▶ [Task to carry out]:
Retype the whole listing below, character for character.

***** Available data

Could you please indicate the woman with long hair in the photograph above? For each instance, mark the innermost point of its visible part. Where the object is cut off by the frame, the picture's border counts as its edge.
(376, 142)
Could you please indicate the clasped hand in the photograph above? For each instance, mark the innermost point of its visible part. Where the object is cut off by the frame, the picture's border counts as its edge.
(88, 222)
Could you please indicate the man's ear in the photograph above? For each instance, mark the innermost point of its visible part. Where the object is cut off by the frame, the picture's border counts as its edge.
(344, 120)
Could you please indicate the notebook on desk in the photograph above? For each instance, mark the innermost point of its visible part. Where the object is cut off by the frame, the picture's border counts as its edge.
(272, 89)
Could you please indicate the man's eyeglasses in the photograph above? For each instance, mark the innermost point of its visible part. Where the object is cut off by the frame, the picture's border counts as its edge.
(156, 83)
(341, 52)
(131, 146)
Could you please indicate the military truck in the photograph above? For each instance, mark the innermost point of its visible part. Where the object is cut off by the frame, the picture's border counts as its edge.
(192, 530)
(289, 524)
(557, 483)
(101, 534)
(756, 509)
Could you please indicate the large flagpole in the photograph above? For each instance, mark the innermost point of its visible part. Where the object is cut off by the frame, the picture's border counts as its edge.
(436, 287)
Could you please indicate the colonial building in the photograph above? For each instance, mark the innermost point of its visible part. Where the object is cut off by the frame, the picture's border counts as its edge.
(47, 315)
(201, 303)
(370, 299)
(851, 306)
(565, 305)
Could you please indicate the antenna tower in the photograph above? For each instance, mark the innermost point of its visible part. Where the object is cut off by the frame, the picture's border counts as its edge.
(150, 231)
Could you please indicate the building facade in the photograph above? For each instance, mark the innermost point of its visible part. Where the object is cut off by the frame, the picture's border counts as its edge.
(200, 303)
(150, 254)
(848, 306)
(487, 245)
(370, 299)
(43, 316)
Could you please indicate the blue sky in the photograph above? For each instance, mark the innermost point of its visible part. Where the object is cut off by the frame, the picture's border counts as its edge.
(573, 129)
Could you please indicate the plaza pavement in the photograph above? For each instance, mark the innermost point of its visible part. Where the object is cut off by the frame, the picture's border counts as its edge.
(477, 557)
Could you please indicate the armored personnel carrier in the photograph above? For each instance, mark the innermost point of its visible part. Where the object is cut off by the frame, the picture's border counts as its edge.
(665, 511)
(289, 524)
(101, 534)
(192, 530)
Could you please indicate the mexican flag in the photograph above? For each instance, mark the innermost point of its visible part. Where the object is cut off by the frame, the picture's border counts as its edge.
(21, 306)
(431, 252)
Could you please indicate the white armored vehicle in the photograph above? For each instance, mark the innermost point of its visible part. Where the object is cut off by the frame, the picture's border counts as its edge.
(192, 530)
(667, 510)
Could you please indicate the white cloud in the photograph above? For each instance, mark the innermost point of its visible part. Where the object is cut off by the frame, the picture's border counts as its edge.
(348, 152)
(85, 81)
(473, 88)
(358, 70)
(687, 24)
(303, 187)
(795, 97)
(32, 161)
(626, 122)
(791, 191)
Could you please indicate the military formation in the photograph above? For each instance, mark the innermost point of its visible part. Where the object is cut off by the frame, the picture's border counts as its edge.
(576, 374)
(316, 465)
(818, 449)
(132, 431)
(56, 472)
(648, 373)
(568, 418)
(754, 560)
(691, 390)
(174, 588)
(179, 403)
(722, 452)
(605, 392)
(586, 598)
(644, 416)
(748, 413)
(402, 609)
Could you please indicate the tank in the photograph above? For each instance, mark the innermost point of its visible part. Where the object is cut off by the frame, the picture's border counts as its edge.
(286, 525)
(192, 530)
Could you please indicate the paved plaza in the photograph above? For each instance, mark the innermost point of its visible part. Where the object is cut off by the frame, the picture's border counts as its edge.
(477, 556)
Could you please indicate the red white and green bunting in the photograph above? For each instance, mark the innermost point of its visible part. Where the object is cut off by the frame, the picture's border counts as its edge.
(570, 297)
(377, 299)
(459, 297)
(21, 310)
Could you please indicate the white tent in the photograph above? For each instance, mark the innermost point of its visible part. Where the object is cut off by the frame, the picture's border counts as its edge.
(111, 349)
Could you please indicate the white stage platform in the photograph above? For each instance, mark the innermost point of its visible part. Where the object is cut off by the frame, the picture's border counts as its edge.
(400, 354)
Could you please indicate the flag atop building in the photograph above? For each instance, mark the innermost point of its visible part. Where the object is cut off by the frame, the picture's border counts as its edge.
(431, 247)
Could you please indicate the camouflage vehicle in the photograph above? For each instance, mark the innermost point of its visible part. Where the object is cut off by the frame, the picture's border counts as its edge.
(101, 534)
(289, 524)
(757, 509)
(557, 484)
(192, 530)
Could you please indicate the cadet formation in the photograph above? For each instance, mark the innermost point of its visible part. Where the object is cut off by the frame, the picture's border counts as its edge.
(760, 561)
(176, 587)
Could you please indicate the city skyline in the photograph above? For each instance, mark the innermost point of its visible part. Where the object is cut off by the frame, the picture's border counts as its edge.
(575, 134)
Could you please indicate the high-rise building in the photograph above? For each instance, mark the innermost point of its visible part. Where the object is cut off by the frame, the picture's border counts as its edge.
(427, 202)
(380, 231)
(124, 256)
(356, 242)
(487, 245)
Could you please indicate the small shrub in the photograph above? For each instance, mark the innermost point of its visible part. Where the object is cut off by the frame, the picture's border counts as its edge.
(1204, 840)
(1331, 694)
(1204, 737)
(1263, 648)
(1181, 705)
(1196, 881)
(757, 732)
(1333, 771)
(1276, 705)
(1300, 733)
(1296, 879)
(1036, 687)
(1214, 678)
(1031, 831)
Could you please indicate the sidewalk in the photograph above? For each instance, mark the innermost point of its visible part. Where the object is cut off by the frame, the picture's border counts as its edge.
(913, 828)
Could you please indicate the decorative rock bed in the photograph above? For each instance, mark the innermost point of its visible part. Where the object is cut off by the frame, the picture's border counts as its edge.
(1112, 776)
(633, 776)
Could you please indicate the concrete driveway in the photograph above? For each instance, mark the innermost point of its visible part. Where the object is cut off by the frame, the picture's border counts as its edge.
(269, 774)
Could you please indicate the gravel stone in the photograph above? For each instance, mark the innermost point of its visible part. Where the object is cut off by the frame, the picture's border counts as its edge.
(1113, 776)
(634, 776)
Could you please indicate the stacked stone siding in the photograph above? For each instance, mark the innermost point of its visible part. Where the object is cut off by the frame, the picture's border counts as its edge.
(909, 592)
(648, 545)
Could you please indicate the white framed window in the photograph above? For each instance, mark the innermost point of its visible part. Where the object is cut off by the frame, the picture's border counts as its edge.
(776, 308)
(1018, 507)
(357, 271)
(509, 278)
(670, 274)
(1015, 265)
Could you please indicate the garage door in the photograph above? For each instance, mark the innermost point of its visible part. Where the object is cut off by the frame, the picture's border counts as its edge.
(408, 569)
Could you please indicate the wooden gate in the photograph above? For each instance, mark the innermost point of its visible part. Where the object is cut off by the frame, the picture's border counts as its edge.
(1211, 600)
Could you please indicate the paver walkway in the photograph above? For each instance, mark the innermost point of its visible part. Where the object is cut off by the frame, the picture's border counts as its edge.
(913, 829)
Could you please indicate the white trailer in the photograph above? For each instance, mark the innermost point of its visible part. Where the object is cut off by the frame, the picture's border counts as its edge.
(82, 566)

**********

▶ [Exercise answer]:
Could you please indicate the woman with long hair in the photograph above? For each instance, mark the innermost point of its visible part. Where the object is cut off by the frame, the picture's border counts as its edge.
(376, 142)
Could you please indicate the clasped hand in the photograph above? For each instance, mark the innermost point of its visible part. Where the object is cut off by the frame, the picture's border counts as its edge.
(88, 222)
Could you please indicate the man's ear in the photograph above? For each instance, mark the innermost point of its visible part. Where the object is cut off by the frame, the picture's border counts as its edge.
(344, 120)
Could you please indicate the notebook on desk in the photograph above? For each instance, mark the innermost point of its visible part. Where the object is cut off by the frame, the picture's border counts as its edge.
(272, 89)
Could you please indicate the man's eyeglasses in the photograph above? For each instance, mark the innermost point of its visible part. Where the object is cut off by the frame, the picture's border counts as its edge.
(156, 83)
(341, 52)
(131, 146)
Could you please indicate the military truck in the photograph above? For each instance, mark the innermost point of its visible part. Where the object is cut off by the frame, the picture's border counts as its edge.
(192, 530)
(289, 524)
(557, 483)
(101, 534)
(756, 509)
Could you please indicate the large flagpole in the photograph above? For each instance, mark the innermost point of its visible part. Where the object is cut off by the frame, the picture's border counts as its edge.
(436, 287)
Could you please indicate the colonial building in the photograph above? For each instance, mark the innermost point of its visible part. Where the object is cut off by the frame, the picture's border counts as its edge.
(47, 315)
(201, 303)
(370, 299)
(851, 306)
(565, 305)
Could you please indicate the antenna tower in the photograph above? For each instance, mark the innermost point of its visible part. Where the object is cut off by the frame, the picture's border counts as its edge.
(150, 231)
Could you please indicate the building facade in the photograph above? For each instance, mark the innermost point of its visible part. Where the object is cut off by the frame, the picture's border counts as its edge.
(200, 303)
(150, 254)
(848, 306)
(487, 245)
(370, 299)
(43, 316)
Could you please indicate the blue sky in the photograph above? For each instance, mark the innermost point of its visible part. Where the object is cut off by the frame, the picture's border counts as its edge.
(573, 129)
Could you please indicate the plaza pavement in the photograph above? For each instance, mark the innermost point of its visible part. Where the object is cut off by the frame, the picture's border counts as its edge.
(477, 557)
Could you please indicate the armored personnel carrier in the photograph above? For each instance, mark the innermost point of its visible part. Where the object is cut off by the frame, the picture's border counts as its edge.
(665, 511)
(289, 524)
(101, 534)
(192, 530)
Could you please indicate the mexican flag in the photograph above? For each instance, mark the innermost point of its visible part. Where the object is cut off by the frame, the picture's border counts as its edge.
(21, 306)
(431, 252)
Could you please indicate the white armored vehicle in the photograph above? For each instance, mark the innermost point of its visible part. Where the object is cut off by the frame, the picture's border counts as its edge.
(192, 530)
(667, 510)
Could you please indicate the white cloud in the photograph above? For each instance, mark the innermost point of its visible part. Where the object is cut off by the frame, the picture's border counts as its edge.
(348, 152)
(85, 81)
(473, 88)
(358, 70)
(687, 24)
(303, 187)
(795, 97)
(32, 161)
(626, 122)
(791, 191)
Could you please indicate the military formation in the photograph above? For each instance, mark the innermost point of its visible part. Where the object is cut off by the frame, the picture's border counts as its edge.
(576, 374)
(316, 465)
(818, 449)
(132, 431)
(56, 472)
(648, 373)
(568, 418)
(754, 560)
(691, 390)
(174, 588)
(179, 403)
(722, 452)
(605, 392)
(586, 598)
(644, 416)
(748, 413)
(402, 609)
Could you please indicate the tank in the photograph above? For each instance, mark the innermost point of its visible part. Where the object is cut off by the frame, the picture's border counts as its edge.
(286, 525)
(192, 530)
Could you please indicate the paved plaza in the photograph above? For each instance, mark the innermost point of its visible part. Where the object is cut off by the frame, the picture's border counts as its edge.
(477, 556)
Could you please indicate the red white and green bunting in the photograph above? For each instance, mark the innermost point of its visible part. Where the object is cut off by the frame, the picture's border counts as its edge.
(570, 297)
(377, 299)
(459, 297)
(21, 310)
Could you please indicate the white tent in the photograph above? For each instance, mark the innermost point of its visible part. Where the object is cut off by the frame, the picture's border counts as its edge.
(111, 349)
Could you please indicate the white stage platform in the photograph above? For each instance, mark the innermost point of its visible part. Where the object is cut off by the frame, the picture's border counts as its edge.
(400, 354)
Could you please indicate the flag atop building in the photograph above? For each instance, mark the innermost point of its visible part. Where the object is cut off by the frame, the picture's border counts as its edge.
(431, 247)
Could you please indicate the camouflage vehicle in the photograph above? For each instance, mark the innermost point of its visible part. Where the object is cut off by the frame, the picture's border counts as its edge.
(101, 534)
(289, 524)
(757, 509)
(557, 484)
(192, 530)
Could you please indicate the cadet formation in the photograph above? For each instance, mark the innermost point of its visible part. Where the object is cut off by the frame, the picture's border counts as its edge.
(760, 561)
(176, 587)
Could you please indicate the city skyline in the photograph above? For each instance, mark the innermost point of its visible part. Where the object is cut off by the frame, the picture's border counts as its edge.
(575, 134)
Could you please indicate the high-rise building in the photograph above? For each instance, mark the innermost point of its visible part. Where the object is cut off by the frame, the picture's border counts as its edge.
(427, 202)
(380, 231)
(124, 256)
(356, 242)
(487, 245)
Could you please indicate the small shrub in the photograph above? For each instance, mark the innermost point of its visible part. Where the object is cut off by the frame, the picture's border counts as its edge.
(1204, 840)
(1331, 694)
(1204, 737)
(1263, 648)
(1181, 705)
(1196, 881)
(757, 732)
(1333, 771)
(1276, 705)
(1300, 733)
(1296, 879)
(1036, 687)
(1214, 678)
(1031, 831)
Could you please indicate the sidewalk in the photograph above? For each instance, mark the innermost point of its visible part. Where the object is cut off by the frame, the picture's border counts as its edge.
(913, 828)
Could you please indicate the decorative rock bed in the photograph above? For each instance, mark the innermost point of its visible part. Where the object is cut off by the frame, the picture's border counts as its edge.
(1112, 776)
(633, 776)
Could you please indicate the concrete driveway in the photograph above? For each instance, mark the innermost point of its visible part. Where the object is cut off by the frame, the picture's border counts as its edge.
(269, 774)
Could you please indicate the gravel stone in the photograph above? For each instance, mark the innermost point of its visible part. Where the object is cut off by the frame, the picture's border counts as its edge.
(1113, 776)
(634, 776)
Could you please indicate the stacked stone siding in the photograph above? For each instance, mark the innermost point of its visible part. Where the object is cut off by the frame, the picture's border counts as its edge.
(909, 592)
(648, 545)
Could you please indicate the white framed window in the photograph above? For each instance, mark the innermost point of its visible part. Where the object is cut off by the frame, the picture's border counts as its edge.
(776, 308)
(1018, 507)
(357, 271)
(509, 278)
(670, 274)
(1015, 265)
Could you please indicate the garage door in the photograph above? For each instance, mark the innermost point of its visible part. Where the object is cut off by the frame, the picture's border counts as its edge.
(408, 569)
Could you please indicate the wooden gate in the photograph above? For each instance, mark the innermost point of its visible part. Where the object is cut off by the frame, the picture's border counts as its edge.
(1211, 600)
Could you please indicate the paver walkway in the photograph above? For each instance, mark the innermost point of its visible part. Where the object is cut off by the frame, the picture's border counts as its edge.
(913, 829)
Could you please indicate the white trailer in the photograph above? For each instance, mark the innermost point of its visible part. Where the object is cut off by the frame, the picture's border counts as its edge.
(82, 566)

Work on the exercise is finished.